» **Supplied records**
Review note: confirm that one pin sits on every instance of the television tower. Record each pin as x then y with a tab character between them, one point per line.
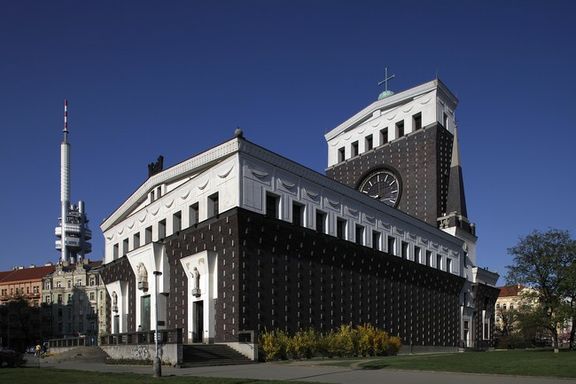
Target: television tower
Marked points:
72	232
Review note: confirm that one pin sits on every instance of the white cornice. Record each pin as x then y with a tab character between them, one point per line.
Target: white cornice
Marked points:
281	162
391	102
178	171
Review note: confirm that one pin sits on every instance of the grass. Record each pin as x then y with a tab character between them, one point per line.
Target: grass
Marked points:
62	376
526	363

» **Assignment**
Take the listing above and print it exactly, apart from the pictures.

» **Output for this task**
Review note: confirm that one pin sits on every instance of the television tower. Record each pin as x then y with a tab character between them, one point per line.
Target: television tower
Marked points:
72	232
Review note: confirm that one pin sits on every instance of the white cornice. Record each pin as x then y with a tab character between them, one point per line.
Target: white cornice
Marked points:
281	162
391	102
178	171
Review note: confirm that one pin sits on every instance of the grass. Record each pin as x then y with a tab character between them, one point per line.
Target: grass
Marked points:
62	376
526	363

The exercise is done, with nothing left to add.